§ The problem
Put every line of the listing into a numbered list, leaving out any blank lines.

[Saved entries]
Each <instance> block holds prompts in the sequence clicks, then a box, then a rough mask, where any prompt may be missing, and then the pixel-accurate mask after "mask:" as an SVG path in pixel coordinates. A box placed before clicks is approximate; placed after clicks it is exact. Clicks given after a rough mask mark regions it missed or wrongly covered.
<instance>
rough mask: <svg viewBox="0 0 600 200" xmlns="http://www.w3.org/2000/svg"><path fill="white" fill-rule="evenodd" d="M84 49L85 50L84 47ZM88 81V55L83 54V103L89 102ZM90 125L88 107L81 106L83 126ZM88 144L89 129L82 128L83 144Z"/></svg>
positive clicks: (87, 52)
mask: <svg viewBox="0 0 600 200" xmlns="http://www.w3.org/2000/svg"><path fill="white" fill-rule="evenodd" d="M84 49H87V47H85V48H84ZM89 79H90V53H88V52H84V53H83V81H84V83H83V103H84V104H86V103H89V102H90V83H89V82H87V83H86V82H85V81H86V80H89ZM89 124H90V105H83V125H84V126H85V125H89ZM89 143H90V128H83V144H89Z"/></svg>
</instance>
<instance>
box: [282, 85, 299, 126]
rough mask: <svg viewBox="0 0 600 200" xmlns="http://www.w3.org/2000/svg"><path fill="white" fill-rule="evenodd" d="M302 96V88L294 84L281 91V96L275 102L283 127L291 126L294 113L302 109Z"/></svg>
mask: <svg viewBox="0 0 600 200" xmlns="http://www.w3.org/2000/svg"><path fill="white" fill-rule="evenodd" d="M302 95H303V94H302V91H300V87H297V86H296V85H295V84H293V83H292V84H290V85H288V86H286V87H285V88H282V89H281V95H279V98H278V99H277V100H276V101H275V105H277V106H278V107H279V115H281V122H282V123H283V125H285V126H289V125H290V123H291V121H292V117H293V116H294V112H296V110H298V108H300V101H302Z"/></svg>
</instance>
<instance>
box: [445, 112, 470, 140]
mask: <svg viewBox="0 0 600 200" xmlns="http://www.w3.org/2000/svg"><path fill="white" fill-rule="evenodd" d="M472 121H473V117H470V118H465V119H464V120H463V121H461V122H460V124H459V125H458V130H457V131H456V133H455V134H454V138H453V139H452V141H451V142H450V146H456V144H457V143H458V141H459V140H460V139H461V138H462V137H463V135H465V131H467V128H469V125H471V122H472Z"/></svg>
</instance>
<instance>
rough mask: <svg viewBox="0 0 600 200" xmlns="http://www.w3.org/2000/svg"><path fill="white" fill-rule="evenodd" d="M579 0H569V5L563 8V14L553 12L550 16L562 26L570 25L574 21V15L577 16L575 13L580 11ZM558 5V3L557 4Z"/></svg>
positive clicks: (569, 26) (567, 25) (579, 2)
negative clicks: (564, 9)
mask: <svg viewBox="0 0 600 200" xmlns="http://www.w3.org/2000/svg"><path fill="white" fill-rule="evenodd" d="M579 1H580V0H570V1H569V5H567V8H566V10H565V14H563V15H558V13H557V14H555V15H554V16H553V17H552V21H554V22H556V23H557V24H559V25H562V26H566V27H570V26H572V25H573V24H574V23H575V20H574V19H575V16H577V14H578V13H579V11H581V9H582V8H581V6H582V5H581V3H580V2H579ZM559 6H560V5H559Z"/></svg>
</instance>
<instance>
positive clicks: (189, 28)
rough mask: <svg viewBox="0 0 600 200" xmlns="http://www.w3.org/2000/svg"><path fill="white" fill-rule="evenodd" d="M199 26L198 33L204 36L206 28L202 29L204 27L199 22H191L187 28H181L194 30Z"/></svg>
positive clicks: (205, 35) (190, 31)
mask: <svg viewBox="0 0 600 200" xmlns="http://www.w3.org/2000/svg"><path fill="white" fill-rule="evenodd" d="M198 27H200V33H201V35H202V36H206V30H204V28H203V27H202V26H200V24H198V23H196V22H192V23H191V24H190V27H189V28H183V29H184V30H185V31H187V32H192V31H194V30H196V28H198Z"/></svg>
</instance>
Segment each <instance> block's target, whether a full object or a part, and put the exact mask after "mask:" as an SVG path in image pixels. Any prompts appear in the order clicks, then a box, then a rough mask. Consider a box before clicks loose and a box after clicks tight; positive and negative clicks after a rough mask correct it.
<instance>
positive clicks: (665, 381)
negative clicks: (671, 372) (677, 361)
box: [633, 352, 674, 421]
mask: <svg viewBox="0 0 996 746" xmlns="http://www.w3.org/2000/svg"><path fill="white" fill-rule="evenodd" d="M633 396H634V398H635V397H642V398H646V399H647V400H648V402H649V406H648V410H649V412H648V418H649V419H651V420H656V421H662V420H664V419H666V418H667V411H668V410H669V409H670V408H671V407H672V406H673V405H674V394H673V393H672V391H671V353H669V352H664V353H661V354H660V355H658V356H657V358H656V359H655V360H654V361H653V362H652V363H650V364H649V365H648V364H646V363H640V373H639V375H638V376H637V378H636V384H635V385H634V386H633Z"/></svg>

§ Written answer
1. Each <instance> block holds prompts in the sequence clicks, then a box, then a rough mask, where any prompt may be missing, and then the pixel-accurate mask after "mask:" as an SVG path in pixel coordinates. A box placed before clicks is approximate; placed after clicks it is exact. Clicks given after a rough mask mark regions it missed or wrongly covered.
2. <instance>
3. rough mask: <svg viewBox="0 0 600 200" xmlns="http://www.w3.org/2000/svg"><path fill="white" fill-rule="evenodd" d="M84 49L85 50L84 47ZM88 81V55L83 54V103L89 102ZM90 125L88 107L81 106L83 126ZM88 144L89 129L82 128L83 144Z"/></svg>
4. positive clicks: (87, 52)
5. mask: <svg viewBox="0 0 600 200" xmlns="http://www.w3.org/2000/svg"><path fill="white" fill-rule="evenodd" d="M84 49H87V47H85V48H84ZM89 79H90V53H88V52H84V53H83V81H84V83H83V103H84V104H86V103H89V102H90V83H89V82H87V83H86V82H85V81H86V80H89ZM89 124H90V105H83V125H84V126H85V125H89ZM89 143H90V128H83V144H89Z"/></svg>
6. </instance>
7. <instance>
8. box: [282, 85, 299, 126]
9. rough mask: <svg viewBox="0 0 600 200" xmlns="http://www.w3.org/2000/svg"><path fill="white" fill-rule="evenodd" d="M302 96V88L294 84L281 91V96L275 102L283 127L291 126L294 113L302 109Z"/></svg>
10. mask: <svg viewBox="0 0 600 200" xmlns="http://www.w3.org/2000/svg"><path fill="white" fill-rule="evenodd" d="M302 95H303V94H302V91H300V87H297V86H296V85H295V84H293V83H292V84H290V85H288V86H286V87H285V88H282V89H281V95H279V98H278V99H277V100H276V101H275V105H277V106H278V107H279V115H281V122H282V123H283V125H285V126H289V125H290V123H291V121H292V117H293V116H294V112H296V110H298V108H300V101H302Z"/></svg>
11. </instance>
12. <instance>
13. box: [445, 112, 470, 140]
14. mask: <svg viewBox="0 0 600 200" xmlns="http://www.w3.org/2000/svg"><path fill="white" fill-rule="evenodd" d="M472 121H473V117H470V118H465V119H464V120H463V121H461V122H460V124H459V125H458V130H457V131H456V133H455V134H454V138H453V139H452V141H451V142H450V146H456V144H457V143H458V141H459V140H460V139H461V138H462V137H463V135H465V131H467V128H469V125H471V122H472Z"/></svg>
15. </instance>
16. <instance>
17. rough mask: <svg viewBox="0 0 600 200" xmlns="http://www.w3.org/2000/svg"><path fill="white" fill-rule="evenodd" d="M579 0H569V5L563 8V14L553 12L550 16L562 26L570 25L574 21V15L577 16L575 13L580 11ZM558 5V3L557 4Z"/></svg>
18. positive clicks: (569, 26) (567, 25) (579, 2)
19. negative clicks: (564, 9)
20. mask: <svg viewBox="0 0 600 200" xmlns="http://www.w3.org/2000/svg"><path fill="white" fill-rule="evenodd" d="M579 1H580V0H570V1H569V5H567V8H566V10H565V14H563V15H558V13H557V14H555V15H554V16H553V17H552V21H554V22H556V23H557V24H559V25H562V26H566V27H570V26H572V25H573V24H574V23H575V20H574V19H575V16H577V14H578V13H579V11H581V9H582V8H581V6H582V5H581V3H580V2H579ZM559 6H560V5H559Z"/></svg>
21. </instance>
22. <instance>
23. positive clicks: (189, 28)
24. rough mask: <svg viewBox="0 0 600 200" xmlns="http://www.w3.org/2000/svg"><path fill="white" fill-rule="evenodd" d="M199 26L198 33L204 36L206 28L202 29L204 27L199 22H191L187 28H181L194 30Z"/></svg>
25. positive clicks: (205, 35) (190, 31)
26. mask: <svg viewBox="0 0 600 200" xmlns="http://www.w3.org/2000/svg"><path fill="white" fill-rule="evenodd" d="M198 27H200V33H201V35H202V36H206V30H204V28H203V27H202V26H200V24H198V23H196V22H192V23H191V24H190V27H189V28H183V29H184V30H185V31H187V32H192V31H194V30H196V28H198Z"/></svg>
27. </instance>
28. Segment each <instance> block's target, whether a full object or a part, and put the exact mask after "mask:" as an SVG path in image pixels. Any prompts appear in the order clicks, then a box, then a rough mask. Consider a box before clicks loose and a box after clicks tight; positive and negative clicks after a rough mask correct it.
29. <instance>
30. positive clicks: (665, 381)
31. negative clicks: (671, 372) (677, 361)
32. box: [633, 352, 674, 421]
33. mask: <svg viewBox="0 0 996 746" xmlns="http://www.w3.org/2000/svg"><path fill="white" fill-rule="evenodd" d="M633 396H634V398H635V397H642V398H646V399H647V400H648V402H649V406H648V410H649V412H648V418H649V419H651V420H656V421H662V420H664V419H666V418H667V411H668V410H669V409H670V408H671V407H672V406H673V405H674V394H673V393H672V391H671V353H669V352H664V353H661V354H660V355H658V356H657V358H656V359H655V360H654V361H653V362H652V363H650V364H649V365H648V364H646V363H640V373H639V375H638V376H637V378H636V384H635V385H634V386H633Z"/></svg>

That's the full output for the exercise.